Image point grounding data:
BEGIN

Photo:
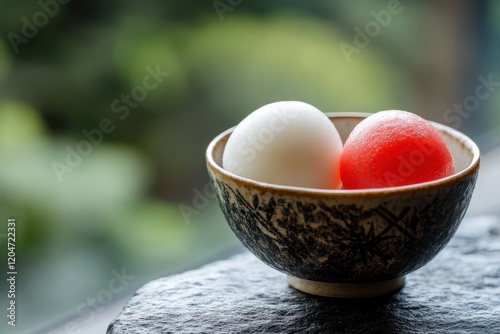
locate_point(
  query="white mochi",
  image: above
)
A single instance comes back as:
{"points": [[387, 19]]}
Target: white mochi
{"points": [[286, 143]]}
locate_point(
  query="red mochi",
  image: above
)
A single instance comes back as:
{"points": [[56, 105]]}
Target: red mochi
{"points": [[394, 148]]}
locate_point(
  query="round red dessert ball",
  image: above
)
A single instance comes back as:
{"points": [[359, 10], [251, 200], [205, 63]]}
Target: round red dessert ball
{"points": [[394, 148]]}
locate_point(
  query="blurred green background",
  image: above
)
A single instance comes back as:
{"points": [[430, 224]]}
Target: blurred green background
{"points": [[136, 196]]}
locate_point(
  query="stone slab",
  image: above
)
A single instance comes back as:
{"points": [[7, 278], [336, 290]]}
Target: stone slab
{"points": [[457, 292]]}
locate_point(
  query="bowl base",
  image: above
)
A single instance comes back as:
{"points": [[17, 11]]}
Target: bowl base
{"points": [[347, 290]]}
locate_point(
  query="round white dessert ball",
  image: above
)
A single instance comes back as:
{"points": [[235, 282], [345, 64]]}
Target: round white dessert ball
{"points": [[286, 143]]}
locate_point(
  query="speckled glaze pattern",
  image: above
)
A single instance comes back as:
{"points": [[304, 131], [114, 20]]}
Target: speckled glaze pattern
{"points": [[342, 236]]}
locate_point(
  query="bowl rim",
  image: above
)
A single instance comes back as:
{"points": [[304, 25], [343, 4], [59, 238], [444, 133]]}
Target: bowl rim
{"points": [[462, 138]]}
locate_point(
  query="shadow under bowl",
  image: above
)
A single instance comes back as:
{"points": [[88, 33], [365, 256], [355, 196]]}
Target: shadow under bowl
{"points": [[347, 243]]}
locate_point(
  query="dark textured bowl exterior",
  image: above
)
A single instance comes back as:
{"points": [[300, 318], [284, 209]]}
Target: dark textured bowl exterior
{"points": [[339, 235]]}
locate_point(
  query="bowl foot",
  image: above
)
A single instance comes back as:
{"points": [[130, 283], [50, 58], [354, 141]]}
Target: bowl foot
{"points": [[347, 290]]}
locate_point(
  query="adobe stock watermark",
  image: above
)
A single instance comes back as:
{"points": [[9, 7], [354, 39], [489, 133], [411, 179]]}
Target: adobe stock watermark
{"points": [[31, 26], [363, 37], [455, 115], [95, 304], [248, 150], [223, 6], [121, 107]]}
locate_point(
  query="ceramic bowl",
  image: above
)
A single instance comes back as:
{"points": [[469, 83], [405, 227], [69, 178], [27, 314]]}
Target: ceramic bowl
{"points": [[347, 243]]}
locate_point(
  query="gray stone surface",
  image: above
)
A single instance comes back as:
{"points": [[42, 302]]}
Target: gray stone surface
{"points": [[457, 292]]}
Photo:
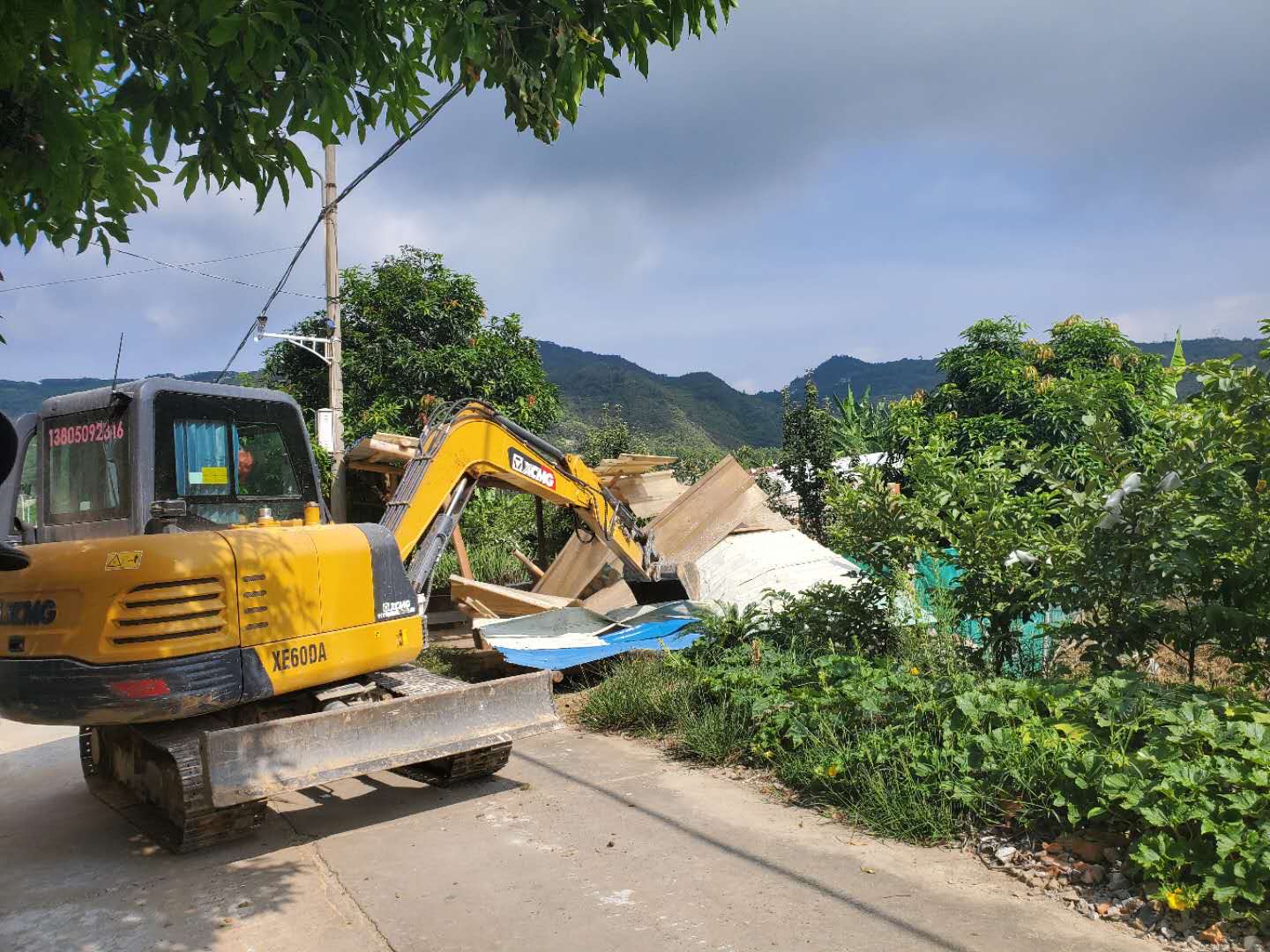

END

Exercise brief
What is needed is an exact copy of the records above, with no pictures in it.

Solution
Photo:
locate_point(
  query="white mochi",
  image: above
)
A single instance comes back as:
{"points": [[387, 19]]}
Target: white mochi
{"points": [[286, 143]]}
locate_point(
  query="red mochi",
  image: above
)
A single instance comes back as:
{"points": [[56, 105]]}
Target: red mochi
{"points": [[394, 148]]}
locate_point(
  query="round red dessert ball",
  image: above
)
A single instance comes back as:
{"points": [[359, 10], [251, 200], [205, 63]]}
Target: round red dessert ball
{"points": [[394, 148]]}
locate_point(
  query="blurred green background",
  image: above
)
A single instance comes back as:
{"points": [[430, 224]]}
Target: blurred green background
{"points": [[136, 196]]}
locate_point(
  query="stone slab",
  image: above
)
A single instance comes back as:
{"points": [[7, 278], [336, 290]]}
Target: stone slab
{"points": [[457, 292]]}
locate_point(
  query="bowl base",
  image: above
)
A single instance comes back as:
{"points": [[17, 11]]}
Target: bowl base
{"points": [[347, 290]]}
locate_point(
  query="round white dessert ball",
  image: above
)
A single instance comes back as:
{"points": [[235, 282], [345, 64]]}
Target: round white dessert ball
{"points": [[286, 143]]}
locate_point(
  query="speckled glaze pattern",
  image: above
)
A single instance comes back as:
{"points": [[304, 131], [114, 20]]}
Target: speckled glaze pattern
{"points": [[342, 236]]}
locate_point(
  query="bowl rim",
  image: above
)
A single instance comes back as:
{"points": [[304, 25], [343, 4], [59, 238], [444, 133]]}
Target: bowl rim
{"points": [[462, 138]]}
locate_point(
  query="shadow under bowl",
  image: above
)
A single instance comes back as:
{"points": [[88, 33], [365, 256], [355, 196]]}
Target: shadow under bowl
{"points": [[347, 243]]}
locate_point(
  query="dark textured bowl exterior",
  image: above
)
A single instance comes back as:
{"points": [[300, 318], [284, 209]]}
Target: dark textured bowl exterior
{"points": [[339, 235]]}
locate_point(
  query="bowl foot",
  image: above
)
A single instance comes back as:
{"points": [[130, 283], [50, 58], [354, 141]]}
Target: bowl foot
{"points": [[347, 290]]}
locate_point(
  query="adobe stock watermark",
  image: above
)
A single instance comes back as:
{"points": [[9, 7], [354, 39], [489, 133], [411, 179]]}
Target: adobe stock watermark
{"points": [[31, 26], [363, 37], [455, 115], [95, 304], [248, 150], [223, 6], [121, 107]]}
locate_point(
  query="ceramic bowl",
  image: above
)
A single instance comes back as:
{"points": [[469, 83], [405, 227], [69, 178], [27, 314]]}
Target: ceramic bowl
{"points": [[347, 243]]}
locate_point(
  query="gray stone surface",
  image: above
)
A single instance comes back as:
{"points": [[42, 302]]}
Target: gray stone surface
{"points": [[457, 292]]}
Photo:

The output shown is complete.